▸ **GIVEN TASK**
Return every line of the records below that contains the word "soccer".

▸ **STORED ROWS**
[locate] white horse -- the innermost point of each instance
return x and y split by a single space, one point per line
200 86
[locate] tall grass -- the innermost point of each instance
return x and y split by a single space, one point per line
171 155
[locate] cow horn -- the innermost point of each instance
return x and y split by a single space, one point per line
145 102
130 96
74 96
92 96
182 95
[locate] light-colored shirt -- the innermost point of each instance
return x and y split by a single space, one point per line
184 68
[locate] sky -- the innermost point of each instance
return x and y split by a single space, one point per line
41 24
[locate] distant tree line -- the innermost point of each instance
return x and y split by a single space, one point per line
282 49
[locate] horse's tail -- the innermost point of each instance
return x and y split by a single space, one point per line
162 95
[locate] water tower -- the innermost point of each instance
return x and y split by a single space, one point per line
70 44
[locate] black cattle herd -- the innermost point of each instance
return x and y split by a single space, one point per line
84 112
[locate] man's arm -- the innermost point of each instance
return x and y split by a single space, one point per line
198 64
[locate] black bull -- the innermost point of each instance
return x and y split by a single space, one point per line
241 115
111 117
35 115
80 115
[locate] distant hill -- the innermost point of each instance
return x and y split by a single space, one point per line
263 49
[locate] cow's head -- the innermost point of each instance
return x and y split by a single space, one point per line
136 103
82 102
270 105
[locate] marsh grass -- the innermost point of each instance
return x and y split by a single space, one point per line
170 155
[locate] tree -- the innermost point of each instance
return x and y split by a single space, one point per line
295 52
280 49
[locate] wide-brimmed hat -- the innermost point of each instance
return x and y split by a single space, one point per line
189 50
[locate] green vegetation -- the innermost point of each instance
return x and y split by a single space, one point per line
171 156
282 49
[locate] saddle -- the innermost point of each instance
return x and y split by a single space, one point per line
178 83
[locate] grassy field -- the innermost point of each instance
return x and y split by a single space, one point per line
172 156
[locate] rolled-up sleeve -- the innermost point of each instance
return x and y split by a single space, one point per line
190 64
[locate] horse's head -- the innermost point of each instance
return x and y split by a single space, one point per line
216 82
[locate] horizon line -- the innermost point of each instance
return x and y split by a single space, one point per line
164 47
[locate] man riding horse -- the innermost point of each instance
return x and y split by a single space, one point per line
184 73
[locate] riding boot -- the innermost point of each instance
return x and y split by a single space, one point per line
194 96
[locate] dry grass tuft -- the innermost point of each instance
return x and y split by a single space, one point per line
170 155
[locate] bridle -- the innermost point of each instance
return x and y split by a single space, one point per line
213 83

...

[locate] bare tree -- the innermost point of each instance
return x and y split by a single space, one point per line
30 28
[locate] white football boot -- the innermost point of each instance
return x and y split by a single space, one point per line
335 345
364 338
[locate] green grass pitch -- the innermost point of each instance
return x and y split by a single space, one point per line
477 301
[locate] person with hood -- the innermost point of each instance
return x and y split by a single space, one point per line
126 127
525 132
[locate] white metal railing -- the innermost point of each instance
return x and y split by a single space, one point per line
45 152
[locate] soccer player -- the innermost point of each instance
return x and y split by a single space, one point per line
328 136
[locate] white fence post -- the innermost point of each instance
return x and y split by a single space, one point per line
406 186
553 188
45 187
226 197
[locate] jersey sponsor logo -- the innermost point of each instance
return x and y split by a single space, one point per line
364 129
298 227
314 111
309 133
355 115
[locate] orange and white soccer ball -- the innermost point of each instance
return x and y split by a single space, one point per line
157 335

▸ **TASK OUTPUT**
[locate] soccer player -- the innermost point of each instance
[locate] orange and white soccer ball -- the innermost point of each instance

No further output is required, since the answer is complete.